| Directions for this task |
In your reply, repeat the full listing exactly and leave each picture out.

►

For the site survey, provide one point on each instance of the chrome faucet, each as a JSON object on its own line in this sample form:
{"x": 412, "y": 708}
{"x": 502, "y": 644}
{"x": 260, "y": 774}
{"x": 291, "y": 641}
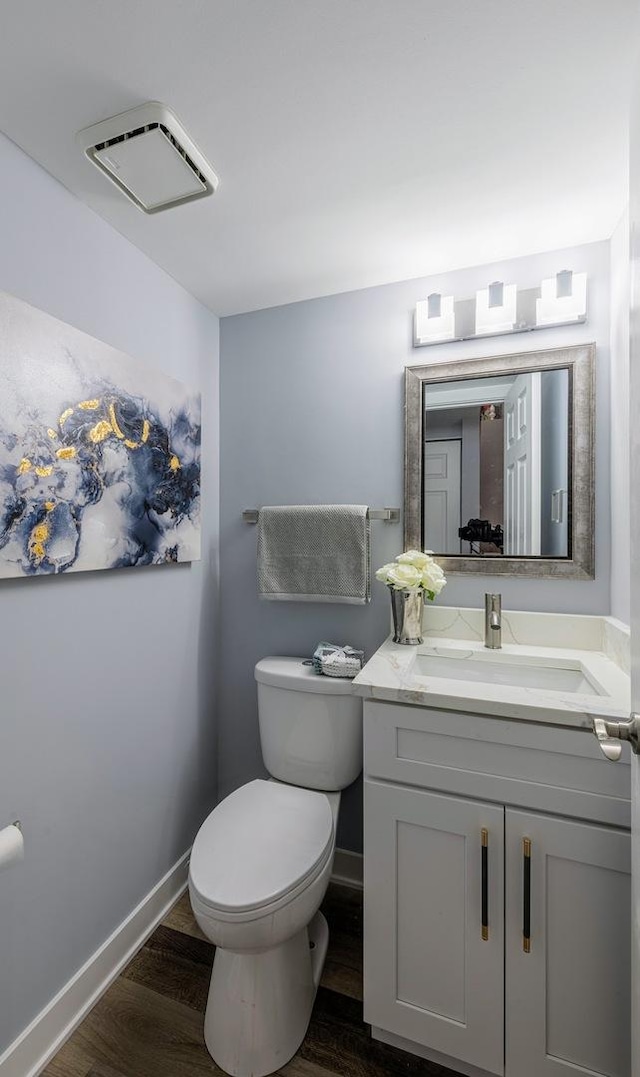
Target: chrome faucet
{"x": 494, "y": 621}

◄

| Response to this task |
For the site survey, provide one point on each instance of the chrome faucet, each as a JSON object on its own line in this sample form:
{"x": 412, "y": 708}
{"x": 502, "y": 644}
{"x": 260, "y": 774}
{"x": 291, "y": 641}
Target: chrome faucet
{"x": 494, "y": 621}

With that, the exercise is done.